[Data section Boundary: Start]

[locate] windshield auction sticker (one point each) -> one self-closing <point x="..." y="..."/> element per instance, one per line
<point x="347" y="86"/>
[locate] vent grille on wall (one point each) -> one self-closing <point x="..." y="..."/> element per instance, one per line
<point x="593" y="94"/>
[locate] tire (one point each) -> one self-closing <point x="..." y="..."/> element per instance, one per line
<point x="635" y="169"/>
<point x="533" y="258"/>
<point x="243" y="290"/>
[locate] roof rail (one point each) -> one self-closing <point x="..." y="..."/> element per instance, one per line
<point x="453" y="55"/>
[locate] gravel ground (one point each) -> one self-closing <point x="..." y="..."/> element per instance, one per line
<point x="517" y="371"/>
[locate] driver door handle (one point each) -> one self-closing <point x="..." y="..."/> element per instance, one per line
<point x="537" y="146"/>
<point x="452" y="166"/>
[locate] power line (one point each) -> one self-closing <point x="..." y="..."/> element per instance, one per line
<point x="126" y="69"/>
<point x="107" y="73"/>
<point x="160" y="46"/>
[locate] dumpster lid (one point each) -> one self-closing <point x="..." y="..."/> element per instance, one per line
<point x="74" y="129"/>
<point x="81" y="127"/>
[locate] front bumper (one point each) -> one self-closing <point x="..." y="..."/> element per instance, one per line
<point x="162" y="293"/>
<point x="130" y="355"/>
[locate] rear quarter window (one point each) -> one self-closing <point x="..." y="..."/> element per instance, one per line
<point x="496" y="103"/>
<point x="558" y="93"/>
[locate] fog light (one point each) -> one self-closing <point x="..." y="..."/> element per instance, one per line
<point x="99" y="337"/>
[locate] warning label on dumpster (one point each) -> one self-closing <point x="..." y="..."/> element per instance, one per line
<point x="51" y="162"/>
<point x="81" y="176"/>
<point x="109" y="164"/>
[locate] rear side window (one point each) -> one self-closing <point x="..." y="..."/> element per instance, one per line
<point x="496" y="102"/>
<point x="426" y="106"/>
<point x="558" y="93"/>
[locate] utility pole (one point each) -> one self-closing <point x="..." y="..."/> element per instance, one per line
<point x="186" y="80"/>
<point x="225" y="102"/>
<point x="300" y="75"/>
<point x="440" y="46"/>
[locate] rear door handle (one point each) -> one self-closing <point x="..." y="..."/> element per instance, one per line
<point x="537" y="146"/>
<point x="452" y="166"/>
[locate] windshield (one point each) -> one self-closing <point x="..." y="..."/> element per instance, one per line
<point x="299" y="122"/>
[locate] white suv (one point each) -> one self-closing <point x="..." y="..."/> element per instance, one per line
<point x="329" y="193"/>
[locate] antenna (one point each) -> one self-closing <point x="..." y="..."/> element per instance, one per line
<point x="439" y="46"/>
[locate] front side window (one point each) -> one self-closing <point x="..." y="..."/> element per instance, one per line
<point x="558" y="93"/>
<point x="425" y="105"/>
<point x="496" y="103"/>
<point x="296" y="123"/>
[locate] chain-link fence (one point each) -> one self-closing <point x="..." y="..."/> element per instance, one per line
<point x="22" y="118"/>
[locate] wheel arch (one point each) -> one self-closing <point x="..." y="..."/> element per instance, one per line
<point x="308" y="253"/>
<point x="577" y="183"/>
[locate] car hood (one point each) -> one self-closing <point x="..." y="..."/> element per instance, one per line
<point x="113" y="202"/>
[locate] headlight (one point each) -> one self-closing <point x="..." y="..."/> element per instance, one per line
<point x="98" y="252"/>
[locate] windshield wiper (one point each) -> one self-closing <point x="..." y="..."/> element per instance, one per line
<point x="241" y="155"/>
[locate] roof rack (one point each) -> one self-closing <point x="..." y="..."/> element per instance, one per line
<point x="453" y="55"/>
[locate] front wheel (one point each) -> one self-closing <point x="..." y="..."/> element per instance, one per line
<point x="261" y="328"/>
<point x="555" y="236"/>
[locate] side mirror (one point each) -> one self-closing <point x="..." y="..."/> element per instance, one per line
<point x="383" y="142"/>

[Data section Boundary: End]

*What you should do*:
Please repeat the lines above exactly, beginning with the line that contains "[locate] front wheel" and ending with the final one.

*Answer box*:
[locate] front wheel (one point each) -> one self-closing <point x="..." y="..."/> element per instance, one per line
<point x="261" y="328"/>
<point x="555" y="236"/>
[locate] side mirror (one point each) -> one self-closing <point x="..." y="..."/> element per instance, one per line
<point x="383" y="142"/>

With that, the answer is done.